DATA SUPPLIED Block Start
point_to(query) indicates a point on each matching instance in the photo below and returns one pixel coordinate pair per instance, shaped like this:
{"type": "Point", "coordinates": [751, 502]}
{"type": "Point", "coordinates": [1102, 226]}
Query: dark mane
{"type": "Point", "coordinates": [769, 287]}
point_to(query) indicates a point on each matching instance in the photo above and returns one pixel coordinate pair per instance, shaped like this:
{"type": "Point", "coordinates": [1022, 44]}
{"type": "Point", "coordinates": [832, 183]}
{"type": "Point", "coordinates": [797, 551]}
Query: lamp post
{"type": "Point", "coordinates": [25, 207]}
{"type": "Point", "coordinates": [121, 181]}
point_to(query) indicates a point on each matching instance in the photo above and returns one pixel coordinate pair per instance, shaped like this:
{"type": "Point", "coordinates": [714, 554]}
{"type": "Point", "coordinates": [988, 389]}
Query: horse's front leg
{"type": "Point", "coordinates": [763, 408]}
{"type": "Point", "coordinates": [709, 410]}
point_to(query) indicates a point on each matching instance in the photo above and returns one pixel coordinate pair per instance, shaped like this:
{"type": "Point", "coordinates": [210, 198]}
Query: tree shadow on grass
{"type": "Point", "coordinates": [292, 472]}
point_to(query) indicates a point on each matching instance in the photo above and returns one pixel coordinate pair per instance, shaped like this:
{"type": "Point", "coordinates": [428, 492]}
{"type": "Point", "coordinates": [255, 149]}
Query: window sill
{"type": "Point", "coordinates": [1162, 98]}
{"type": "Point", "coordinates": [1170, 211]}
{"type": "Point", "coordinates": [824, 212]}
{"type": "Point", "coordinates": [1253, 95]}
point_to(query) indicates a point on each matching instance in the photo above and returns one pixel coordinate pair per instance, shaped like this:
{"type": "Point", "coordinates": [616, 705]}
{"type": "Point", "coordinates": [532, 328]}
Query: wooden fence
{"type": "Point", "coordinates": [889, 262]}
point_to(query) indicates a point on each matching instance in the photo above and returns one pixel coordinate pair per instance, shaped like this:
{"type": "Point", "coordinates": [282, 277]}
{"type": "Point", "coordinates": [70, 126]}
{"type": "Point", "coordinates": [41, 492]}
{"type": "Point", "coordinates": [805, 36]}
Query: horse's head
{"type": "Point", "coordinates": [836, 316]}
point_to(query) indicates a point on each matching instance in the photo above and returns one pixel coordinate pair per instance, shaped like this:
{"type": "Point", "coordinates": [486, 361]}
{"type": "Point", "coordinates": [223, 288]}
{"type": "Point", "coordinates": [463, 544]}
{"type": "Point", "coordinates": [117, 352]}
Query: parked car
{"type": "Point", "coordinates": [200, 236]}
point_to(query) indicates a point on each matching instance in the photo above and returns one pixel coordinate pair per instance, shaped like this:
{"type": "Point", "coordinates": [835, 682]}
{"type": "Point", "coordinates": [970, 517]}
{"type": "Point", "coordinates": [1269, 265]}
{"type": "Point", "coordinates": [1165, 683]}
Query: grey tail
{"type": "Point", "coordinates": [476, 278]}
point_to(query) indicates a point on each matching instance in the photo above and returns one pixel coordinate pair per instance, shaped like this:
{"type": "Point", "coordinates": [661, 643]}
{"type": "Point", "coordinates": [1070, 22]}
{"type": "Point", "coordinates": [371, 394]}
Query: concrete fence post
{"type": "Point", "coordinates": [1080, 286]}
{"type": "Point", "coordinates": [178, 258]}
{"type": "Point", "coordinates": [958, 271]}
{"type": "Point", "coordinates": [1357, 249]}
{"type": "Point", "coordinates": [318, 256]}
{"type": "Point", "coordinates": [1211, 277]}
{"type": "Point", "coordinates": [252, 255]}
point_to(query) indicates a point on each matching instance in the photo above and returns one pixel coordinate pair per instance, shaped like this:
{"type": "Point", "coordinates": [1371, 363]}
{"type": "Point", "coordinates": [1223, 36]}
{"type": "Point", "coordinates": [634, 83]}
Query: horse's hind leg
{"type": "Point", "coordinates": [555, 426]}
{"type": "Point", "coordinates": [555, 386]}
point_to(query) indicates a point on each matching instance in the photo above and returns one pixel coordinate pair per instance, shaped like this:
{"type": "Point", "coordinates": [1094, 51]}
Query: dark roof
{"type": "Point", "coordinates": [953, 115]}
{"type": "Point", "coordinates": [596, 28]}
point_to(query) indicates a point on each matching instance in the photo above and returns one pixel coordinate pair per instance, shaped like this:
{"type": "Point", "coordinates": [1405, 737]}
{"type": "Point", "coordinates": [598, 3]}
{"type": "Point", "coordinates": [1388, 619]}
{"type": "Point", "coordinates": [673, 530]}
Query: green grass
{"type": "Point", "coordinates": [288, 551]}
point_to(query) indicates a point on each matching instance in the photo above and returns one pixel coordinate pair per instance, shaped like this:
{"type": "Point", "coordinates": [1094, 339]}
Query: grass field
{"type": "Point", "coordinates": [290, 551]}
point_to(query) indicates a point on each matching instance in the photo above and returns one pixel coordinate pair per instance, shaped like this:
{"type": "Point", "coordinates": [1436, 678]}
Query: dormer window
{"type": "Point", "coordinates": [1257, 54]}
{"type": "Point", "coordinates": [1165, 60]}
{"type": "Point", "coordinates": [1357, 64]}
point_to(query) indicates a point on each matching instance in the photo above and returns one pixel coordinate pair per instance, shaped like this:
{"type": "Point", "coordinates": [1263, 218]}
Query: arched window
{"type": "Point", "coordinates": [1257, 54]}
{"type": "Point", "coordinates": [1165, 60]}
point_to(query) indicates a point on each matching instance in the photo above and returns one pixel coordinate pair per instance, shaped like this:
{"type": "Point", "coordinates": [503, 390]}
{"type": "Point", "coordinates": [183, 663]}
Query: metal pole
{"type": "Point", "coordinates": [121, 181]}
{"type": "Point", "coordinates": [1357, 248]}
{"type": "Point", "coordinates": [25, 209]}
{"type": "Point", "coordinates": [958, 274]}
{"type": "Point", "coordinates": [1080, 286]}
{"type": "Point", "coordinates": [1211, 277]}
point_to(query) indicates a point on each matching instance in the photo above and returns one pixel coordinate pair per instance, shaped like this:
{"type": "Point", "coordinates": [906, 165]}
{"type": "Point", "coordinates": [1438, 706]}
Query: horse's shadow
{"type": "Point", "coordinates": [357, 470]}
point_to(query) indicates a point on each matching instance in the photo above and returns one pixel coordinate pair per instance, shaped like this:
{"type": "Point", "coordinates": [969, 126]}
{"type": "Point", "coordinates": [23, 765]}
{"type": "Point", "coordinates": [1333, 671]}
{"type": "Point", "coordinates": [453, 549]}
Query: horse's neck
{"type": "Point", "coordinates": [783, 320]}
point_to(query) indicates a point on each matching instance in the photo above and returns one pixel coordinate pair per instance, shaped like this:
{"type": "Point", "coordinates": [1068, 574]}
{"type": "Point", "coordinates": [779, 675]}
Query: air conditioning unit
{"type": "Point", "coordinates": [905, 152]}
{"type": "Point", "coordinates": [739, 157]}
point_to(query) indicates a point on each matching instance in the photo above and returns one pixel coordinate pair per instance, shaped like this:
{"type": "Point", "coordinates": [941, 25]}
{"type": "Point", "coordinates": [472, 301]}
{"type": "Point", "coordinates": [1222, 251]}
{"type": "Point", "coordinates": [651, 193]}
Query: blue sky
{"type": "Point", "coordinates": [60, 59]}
DATA SUPPLIED Block End
- **TASK BRIEF**
Reproduce the lines above. Leave each one as it is.

- **SOLUTION TO THIS TASK**
point_to(query) indicates a point on each matching instance in the photo below and returns one pixel coordinate pair per instance, shaped like this:
{"type": "Point", "coordinates": [751, 502]}
{"type": "Point", "coordinates": [1102, 226]}
Query: dark mane
{"type": "Point", "coordinates": [769, 287]}
point_to(query) indicates a point on each matching instance in the photo above and returns one pixel coordinate pair per instance, shaped like this:
{"type": "Point", "coordinates": [1022, 44]}
{"type": "Point", "coordinates": [832, 183]}
{"type": "Point", "coordinates": [797, 551]}
Query: lamp post
{"type": "Point", "coordinates": [25, 207]}
{"type": "Point", "coordinates": [121, 181]}
point_to(query) indicates a point on each matching instance in the photo above and returns one pixel coordinate pair per instance, shaped like this:
{"type": "Point", "coordinates": [714, 554]}
{"type": "Point", "coordinates": [988, 389]}
Query: horse's front leg
{"type": "Point", "coordinates": [763, 408]}
{"type": "Point", "coordinates": [709, 410]}
point_to(query) indicates a point on each matching instance in the photo above and returns one pixel coordinate pair per instance, shaped like this:
{"type": "Point", "coordinates": [210, 198]}
Query: tree shadow on grass
{"type": "Point", "coordinates": [292, 472]}
point_to(query) indicates a point on each matching instance in the photo above and returns one pixel coordinate pair per instance, shaped like this:
{"type": "Point", "coordinates": [428, 492]}
{"type": "Point", "coordinates": [255, 149]}
Query: window sill
{"type": "Point", "coordinates": [1162, 98]}
{"type": "Point", "coordinates": [1170, 211]}
{"type": "Point", "coordinates": [824, 212]}
{"type": "Point", "coordinates": [1253, 95]}
point_to(query) indicates a point on each matching instance in the photo above and returns one pixel coordinate pair per instance, shaped like this:
{"type": "Point", "coordinates": [616, 705]}
{"type": "Point", "coordinates": [532, 328]}
Query: wooden fence
{"type": "Point", "coordinates": [889, 262]}
point_to(query) indicates a point on each matching instance in the photo above and returns one pixel coordinate pair per instance, shaped like this:
{"type": "Point", "coordinates": [282, 277]}
{"type": "Point", "coordinates": [70, 126]}
{"type": "Point", "coordinates": [41, 492]}
{"type": "Point", "coordinates": [805, 36]}
Query: horse's head
{"type": "Point", "coordinates": [836, 316]}
point_to(query) indicates a point on each matching instance in the photo above and returns one pixel coordinate pair per instance, shaped like this:
{"type": "Point", "coordinates": [486, 361]}
{"type": "Point", "coordinates": [223, 288]}
{"type": "Point", "coordinates": [463, 544]}
{"type": "Point", "coordinates": [117, 352]}
Query: parked car
{"type": "Point", "coordinates": [200, 236]}
point_to(query) indicates a point on each matching instance in the photo above and returns one pixel coordinate pair per instance, shaped like this:
{"type": "Point", "coordinates": [835, 682]}
{"type": "Point", "coordinates": [970, 517]}
{"type": "Point", "coordinates": [1269, 265]}
{"type": "Point", "coordinates": [1165, 683]}
Query: grey tail
{"type": "Point", "coordinates": [476, 278]}
point_to(query) indicates a point on each matching instance in the photo above and returns one pixel coordinate pair per instance, shaped like this:
{"type": "Point", "coordinates": [661, 643]}
{"type": "Point", "coordinates": [1070, 22]}
{"type": "Point", "coordinates": [371, 394]}
Query: concrete fence post
{"type": "Point", "coordinates": [1080, 286]}
{"type": "Point", "coordinates": [178, 258]}
{"type": "Point", "coordinates": [958, 271]}
{"type": "Point", "coordinates": [1357, 249]}
{"type": "Point", "coordinates": [318, 256]}
{"type": "Point", "coordinates": [1211, 277]}
{"type": "Point", "coordinates": [252, 255]}
point_to(query) indicates a point on each matching instance in the photo above and returns one pixel coordinate pair per instance, shaped like this:
{"type": "Point", "coordinates": [1371, 363]}
{"type": "Point", "coordinates": [1223, 36]}
{"type": "Point", "coordinates": [634, 83]}
Query: horse's hind leg
{"type": "Point", "coordinates": [555, 426]}
{"type": "Point", "coordinates": [555, 386]}
point_to(query) indicates a point on each matching instance in the photo above and returns one pixel coordinate pair per instance, shaped like this:
{"type": "Point", "coordinates": [1094, 51]}
Query: dark roof
{"type": "Point", "coordinates": [953, 115]}
{"type": "Point", "coordinates": [596, 28]}
point_to(query) indicates a point on each matching instance in the photo above and returns one pixel coordinate pair per instance, shaped like this:
{"type": "Point", "coordinates": [1405, 737]}
{"type": "Point", "coordinates": [598, 3]}
{"type": "Point", "coordinates": [1388, 619]}
{"type": "Point", "coordinates": [673, 530]}
Query: green grass
{"type": "Point", "coordinates": [288, 551]}
point_to(query) indicates a point on each matching instance in the photo above and returns one pixel coordinate pair per instance, shaped like this:
{"type": "Point", "coordinates": [1094, 339]}
Query: grass field
{"type": "Point", "coordinates": [290, 551]}
point_to(query) indicates a point on each matching instance in the photo above and returns one pixel coordinate pair per instance, shaped like this:
{"type": "Point", "coordinates": [1436, 678]}
Query: dormer window
{"type": "Point", "coordinates": [1257, 54]}
{"type": "Point", "coordinates": [1165, 60]}
{"type": "Point", "coordinates": [1357, 64]}
point_to(query) indicates a point on each matching instance in the photo above and returns one pixel coordinate pair per instance, shaped like this:
{"type": "Point", "coordinates": [1263, 218]}
Query: arched window
{"type": "Point", "coordinates": [1257, 54]}
{"type": "Point", "coordinates": [1165, 60]}
point_to(query) indicates a point on each matching instance in the photo above and returns one pixel coordinate pair per instance, shaped like this:
{"type": "Point", "coordinates": [503, 390]}
{"type": "Point", "coordinates": [183, 663]}
Query: metal pole
{"type": "Point", "coordinates": [121, 181]}
{"type": "Point", "coordinates": [1357, 248]}
{"type": "Point", "coordinates": [25, 209]}
{"type": "Point", "coordinates": [958, 274]}
{"type": "Point", "coordinates": [1080, 286]}
{"type": "Point", "coordinates": [1211, 277]}
point_to(query) indicates a point on each matching instance in the photo above and returns one pixel coordinate pair per instance, shaped like this:
{"type": "Point", "coordinates": [906, 165]}
{"type": "Point", "coordinates": [1438, 706]}
Query: horse's shadow
{"type": "Point", "coordinates": [357, 470]}
point_to(query) indicates a point on each matching instance in the photo above and returns one pixel coordinate pair per instance, shaped like this:
{"type": "Point", "coordinates": [969, 126]}
{"type": "Point", "coordinates": [23, 765]}
{"type": "Point", "coordinates": [1333, 671]}
{"type": "Point", "coordinates": [453, 549]}
Query: horse's neck
{"type": "Point", "coordinates": [783, 320]}
point_to(query) indicates a point on each matching instance in the photo above and returns one pixel coordinate pair per instance, shaped like this:
{"type": "Point", "coordinates": [1068, 574]}
{"type": "Point", "coordinates": [779, 675]}
Query: air conditioning unit
{"type": "Point", "coordinates": [905, 152]}
{"type": "Point", "coordinates": [739, 157]}
point_to(query) indicates a point on each matching instance in the photo above and returns one pixel coordinate pair per instance, shaped like this:
{"type": "Point", "coordinates": [941, 25]}
{"type": "Point", "coordinates": [472, 301]}
{"type": "Point", "coordinates": [1222, 251]}
{"type": "Point", "coordinates": [651, 193]}
Query: blue sky
{"type": "Point", "coordinates": [60, 59]}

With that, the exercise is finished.